=== What this task involves ===
Exactly reproduce each record listed below.

=== Record set ===

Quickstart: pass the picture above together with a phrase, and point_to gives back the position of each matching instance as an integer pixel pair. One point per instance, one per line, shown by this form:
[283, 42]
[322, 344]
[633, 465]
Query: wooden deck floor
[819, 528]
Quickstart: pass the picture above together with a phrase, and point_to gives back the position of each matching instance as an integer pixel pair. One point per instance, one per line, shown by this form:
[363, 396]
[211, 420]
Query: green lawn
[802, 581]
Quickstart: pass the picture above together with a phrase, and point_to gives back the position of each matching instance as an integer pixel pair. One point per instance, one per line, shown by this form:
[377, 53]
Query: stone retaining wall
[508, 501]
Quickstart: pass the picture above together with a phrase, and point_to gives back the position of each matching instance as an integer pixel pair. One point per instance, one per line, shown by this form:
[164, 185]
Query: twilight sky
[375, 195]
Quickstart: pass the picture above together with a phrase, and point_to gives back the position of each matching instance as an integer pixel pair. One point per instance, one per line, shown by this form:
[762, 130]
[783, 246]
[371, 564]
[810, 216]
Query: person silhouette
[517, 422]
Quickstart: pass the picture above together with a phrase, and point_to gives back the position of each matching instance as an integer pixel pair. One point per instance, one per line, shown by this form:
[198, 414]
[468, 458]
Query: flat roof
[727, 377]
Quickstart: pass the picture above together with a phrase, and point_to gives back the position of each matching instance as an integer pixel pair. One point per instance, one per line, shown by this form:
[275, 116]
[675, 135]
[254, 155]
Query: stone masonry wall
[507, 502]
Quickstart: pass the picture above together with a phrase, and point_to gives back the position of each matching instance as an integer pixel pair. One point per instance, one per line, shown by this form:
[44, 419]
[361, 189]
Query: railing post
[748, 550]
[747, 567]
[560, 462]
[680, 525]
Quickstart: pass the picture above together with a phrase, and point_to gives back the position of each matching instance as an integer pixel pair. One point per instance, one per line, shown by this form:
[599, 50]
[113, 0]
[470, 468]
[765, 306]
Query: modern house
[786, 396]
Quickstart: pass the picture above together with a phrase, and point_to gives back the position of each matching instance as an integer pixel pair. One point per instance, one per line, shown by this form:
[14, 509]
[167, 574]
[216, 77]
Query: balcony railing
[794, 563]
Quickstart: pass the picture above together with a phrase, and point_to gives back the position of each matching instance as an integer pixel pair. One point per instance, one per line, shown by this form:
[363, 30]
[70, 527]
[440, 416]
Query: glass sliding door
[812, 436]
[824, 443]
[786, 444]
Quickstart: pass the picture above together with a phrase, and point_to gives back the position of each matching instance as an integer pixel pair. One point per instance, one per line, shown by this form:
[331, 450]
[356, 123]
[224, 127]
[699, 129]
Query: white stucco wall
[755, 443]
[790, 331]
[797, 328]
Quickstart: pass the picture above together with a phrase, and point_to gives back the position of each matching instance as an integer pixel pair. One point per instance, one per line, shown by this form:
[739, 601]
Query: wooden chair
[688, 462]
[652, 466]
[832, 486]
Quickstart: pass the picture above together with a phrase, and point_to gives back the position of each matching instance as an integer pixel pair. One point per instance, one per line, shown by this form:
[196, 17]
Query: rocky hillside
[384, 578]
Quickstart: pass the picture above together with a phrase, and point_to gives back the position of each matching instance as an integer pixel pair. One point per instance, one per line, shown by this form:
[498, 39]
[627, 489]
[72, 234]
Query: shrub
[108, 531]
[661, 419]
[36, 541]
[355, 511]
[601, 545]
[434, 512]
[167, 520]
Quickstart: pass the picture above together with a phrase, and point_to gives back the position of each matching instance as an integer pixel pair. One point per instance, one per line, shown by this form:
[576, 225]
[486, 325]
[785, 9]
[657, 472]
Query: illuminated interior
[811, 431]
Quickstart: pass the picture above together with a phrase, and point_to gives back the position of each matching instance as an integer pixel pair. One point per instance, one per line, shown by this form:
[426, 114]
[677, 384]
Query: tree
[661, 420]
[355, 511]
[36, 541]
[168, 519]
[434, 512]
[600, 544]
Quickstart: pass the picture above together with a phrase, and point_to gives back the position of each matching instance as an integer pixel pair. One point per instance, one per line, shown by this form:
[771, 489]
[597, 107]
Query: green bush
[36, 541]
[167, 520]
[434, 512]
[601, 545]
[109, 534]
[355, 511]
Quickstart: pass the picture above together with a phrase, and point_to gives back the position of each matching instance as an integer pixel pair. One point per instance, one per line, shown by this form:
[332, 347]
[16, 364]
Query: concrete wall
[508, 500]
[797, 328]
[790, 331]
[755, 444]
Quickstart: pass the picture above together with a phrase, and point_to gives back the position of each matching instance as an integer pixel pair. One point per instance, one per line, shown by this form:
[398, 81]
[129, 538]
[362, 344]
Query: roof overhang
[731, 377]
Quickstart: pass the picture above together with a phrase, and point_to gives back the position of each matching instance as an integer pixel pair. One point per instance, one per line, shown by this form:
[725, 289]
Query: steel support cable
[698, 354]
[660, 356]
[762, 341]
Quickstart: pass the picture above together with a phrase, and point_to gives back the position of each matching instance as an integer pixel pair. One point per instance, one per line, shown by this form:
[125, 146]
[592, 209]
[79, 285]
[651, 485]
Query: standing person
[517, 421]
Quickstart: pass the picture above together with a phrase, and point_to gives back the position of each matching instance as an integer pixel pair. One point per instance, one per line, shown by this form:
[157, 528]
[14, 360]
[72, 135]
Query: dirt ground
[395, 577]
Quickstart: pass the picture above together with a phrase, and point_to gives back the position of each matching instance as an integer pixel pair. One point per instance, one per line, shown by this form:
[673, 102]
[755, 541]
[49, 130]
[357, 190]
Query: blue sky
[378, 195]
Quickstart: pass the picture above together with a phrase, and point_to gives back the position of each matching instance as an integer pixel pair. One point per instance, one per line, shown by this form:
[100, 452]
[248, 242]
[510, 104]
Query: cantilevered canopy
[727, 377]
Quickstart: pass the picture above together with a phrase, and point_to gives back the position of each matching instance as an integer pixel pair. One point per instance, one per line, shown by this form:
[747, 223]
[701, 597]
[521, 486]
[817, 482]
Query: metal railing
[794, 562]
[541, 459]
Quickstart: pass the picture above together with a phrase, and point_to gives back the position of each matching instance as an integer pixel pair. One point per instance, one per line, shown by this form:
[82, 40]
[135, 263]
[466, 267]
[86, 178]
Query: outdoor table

=== Answer ===
Quickstart: pass the picture above together with a phrase, and point_to gives back the position of each matching instance as an integer pixel pair. One point per instance, one per line, shown by this form:
[283, 42]
[322, 344]
[633, 465]
Query: wooden deck floor
[819, 528]
Quickstart: pass the picture above together with a phrase, and point_to gives back the position of each matching instance as an integer pixel pair. One point per instance, one per line, shown by this form:
[363, 396]
[211, 420]
Query: green lawn
[802, 581]
Quickstart: pass the picture above together with a phrase, and point_to gives back the position of each matching instance as an integer pixel pair. One point per instance, one per line, shown by this form:
[377, 53]
Query: stone retaining wall
[508, 501]
Quickstart: pass the picture above together with a phrase, and point_to gives back the position of each matching instance as an integer pixel pair. One point per instance, one per line, shown by this form:
[164, 185]
Query: twilight sky
[375, 195]
Quickstart: pass the picture above together with a phrase, and point_to gives back the position of each matching instance as an integer pixel pair. One point per instance, one per line, shown by this form:
[762, 130]
[783, 246]
[371, 564]
[810, 216]
Query: person silhouette
[517, 422]
Quickstart: pass the picture above together with a phrase, and point_to gives back the position of each matching instance as an integer pixel pair. One point per instance, one per line, shown by this form:
[198, 414]
[468, 458]
Query: flat roof
[727, 377]
Quickstart: pass the picture above together with a phrase, and point_to gives back the position of each matching instance as an integer pixel pair. One point per instance, one per line, shown by this form:
[275, 116]
[675, 135]
[254, 155]
Query: stone masonry wall
[507, 502]
Quickstart: pass the picture above together with a phrase, and point_to gives back the position of each matching instance as an integer pixel pair. One point per instance, one per line, shown by this form:
[44, 419]
[361, 189]
Query: railing post
[748, 550]
[747, 567]
[560, 462]
[680, 525]
Quickstart: pass the picture above together with a phrase, and point_to gives back the position of each matching instance as an integer pixel pair. One point per instance, one per line, shown by this form:
[599, 50]
[113, 0]
[470, 468]
[765, 306]
Query: modern house
[786, 396]
Quickstart: pass the picture above together with a phrase, and point_to gives back the position of each matching instance as an integer pixel pair. One point per instance, one per line, shown by this form:
[14, 509]
[167, 574]
[216, 77]
Query: balcony railing
[794, 563]
Quickstart: pass the picture above together with a phrase, and point_to gives back the position of each matching instance as an integer pixel pair. One point per instance, one per line, shown by this form:
[363, 30]
[70, 527]
[440, 416]
Query: glass sliding door
[812, 436]
[824, 443]
[786, 444]
Quickstart: pass the picture above together with a phrase, and point_to gives back the position of each matching instance as an integer pixel pair. One point per instance, one per line, shown by this form:
[331, 450]
[356, 123]
[224, 127]
[699, 129]
Query: white stucco wall
[755, 443]
[790, 331]
[797, 328]
Quickstart: pass the picture above together with a phrase, and point_to gives back the position of each matching instance as an integer pixel pair. One point per instance, one per line, shown by this form:
[739, 601]
Query: wooden chair
[688, 462]
[652, 466]
[832, 486]
Quickstart: pass the picture above together with a phrase, and point_to gives back the position of each matching instance as an integer pixel pair. One point per instance, one per line, shown by this form:
[196, 17]
Query: rocky hillside
[384, 578]
Quickstart: pass the picture above together with a phrase, and point_to gives back the position of each matching instance as an integer pixel pair. One point per instance, one per line, shown by this form:
[498, 39]
[627, 489]
[72, 234]
Query: shrub
[108, 531]
[661, 419]
[36, 541]
[355, 511]
[601, 545]
[434, 512]
[167, 520]
Quickstart: pass the picture above together with a phrase, and point_to gives back the position of each matching instance as an integer pixel pair. One point per instance, one per line, shown by this form:
[576, 225]
[486, 325]
[785, 9]
[657, 472]
Query: illuminated interior
[811, 431]
Quickstart: pass the picture above together with a phrase, and point_to gives back the position of each matching instance as an integer pixel pair. One point per instance, one per line, shown by this form:
[426, 114]
[677, 384]
Query: tree
[661, 420]
[355, 511]
[36, 541]
[168, 519]
[434, 512]
[600, 544]
Quickstart: pass the picture above together with a phrase, and point_to gives back the position of each matching instance as an integer pixel pair. One point per instance, one per line, shown by this form:
[771, 489]
[597, 107]
Query: green bush
[36, 541]
[167, 520]
[434, 512]
[601, 545]
[109, 534]
[355, 511]
Quickstart: pass the picture above together with a phrase, and point_to gives back the position of each matching instance as an integer pixel pair. One point per instance, one per line, shown by this form:
[332, 347]
[16, 364]
Query: concrete wall
[508, 500]
[797, 328]
[790, 331]
[755, 444]
Quickstart: pass the picture above together with a phrase, and point_to gives back the position of each matching instance as an integer pixel pair. One point per instance, one per line, shown by this form:
[398, 81]
[129, 538]
[362, 344]
Query: roof overhang
[731, 377]
Quickstart: pass the picture above together with a phrase, and point_to gives back the position of each matching instance as an integer pixel pair. One point per instance, one per line, shown by this form:
[725, 289]
Query: steel support cable
[698, 354]
[660, 356]
[762, 341]
Quickstart: pass the picture above together with a phrase, and point_to gives back the position of each matching instance as an integer pixel pair. One point per instance, one per line, shown by this form:
[125, 146]
[592, 209]
[79, 285]
[651, 485]
Query: standing person
[517, 421]
Quickstart: pass the picture above together with a phrase, and point_to gives back the position of each matching instance as an integer pixel pair. One point per instance, one per line, shown by this form:
[157, 528]
[14, 360]
[72, 135]
Query: dirt ground
[395, 577]
Quickstart: pass the picture above together with a phrase, and point_to gives back the position of each matching instance as an integer pixel pair. One point per instance, one per line, shown by this form:
[673, 102]
[755, 541]
[49, 130]
[357, 190]
Query: blue sky
[378, 195]
Quickstart: pass the picture above together with a phrase, and point_to gives back the position of each matching instance as an integer pixel pair. One point per instance, one per line, shown by this form:
[100, 452]
[248, 242]
[510, 104]
Query: cantilevered canopy
[727, 377]
Quickstart: pass the picture above together with a phrase, and point_to gives back the position of each matching instance as an integer pixel pair. One point per instance, one per line, shown by this form:
[747, 223]
[701, 597]
[521, 486]
[817, 482]
Query: metal railing
[794, 562]
[541, 459]
Quickstart: pass the picture above together with a phrase, and point_to gives back the position of each matching instance as an integer pixel pair. One point per instance, one per line, shown by this form:
[82, 40]
[135, 263]
[466, 267]
[86, 178]
Query: outdoor table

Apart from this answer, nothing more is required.